[start of RECORDED INFORMATION]

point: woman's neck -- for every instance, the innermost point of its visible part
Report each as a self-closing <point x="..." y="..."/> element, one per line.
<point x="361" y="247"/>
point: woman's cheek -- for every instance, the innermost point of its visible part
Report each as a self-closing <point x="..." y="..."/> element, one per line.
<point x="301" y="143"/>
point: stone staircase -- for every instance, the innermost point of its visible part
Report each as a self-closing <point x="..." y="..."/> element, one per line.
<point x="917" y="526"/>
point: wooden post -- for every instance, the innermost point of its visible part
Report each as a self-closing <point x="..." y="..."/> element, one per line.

[end of RECORDED INFORMATION]

■ **PROBLEM DESCRIPTION**:
Format each line of the listing above as a JSON array of strings, one string per line, and leave out any blank lines.

■ **RESPONSE TO THE EXERCISE**:
[
  "point: woman's neck -- for every instance, the innermost point of its visible part",
  "Report each as a self-closing <point x=\"...\" y=\"...\"/> element, one per line.",
  "<point x=\"361\" y=\"247\"/>",
  "point: woman's cheek -- for every instance, the innermost point of its visible part",
  "Report each as a self-closing <point x=\"...\" y=\"...\"/> element, one per line.",
  "<point x=\"301\" y=\"143\"/>",
  "point: stone staircase -- for every instance, the innermost point of its visible part",
  "Report each as a self-closing <point x=\"...\" y=\"...\"/> element, one per line.",
  "<point x=\"917\" y=\"526\"/>",
  "point: wooden post -- for every instance, the innermost point of its visible part",
  "Report each as a self-closing <point x=\"...\" y=\"...\"/> element, one per line."
]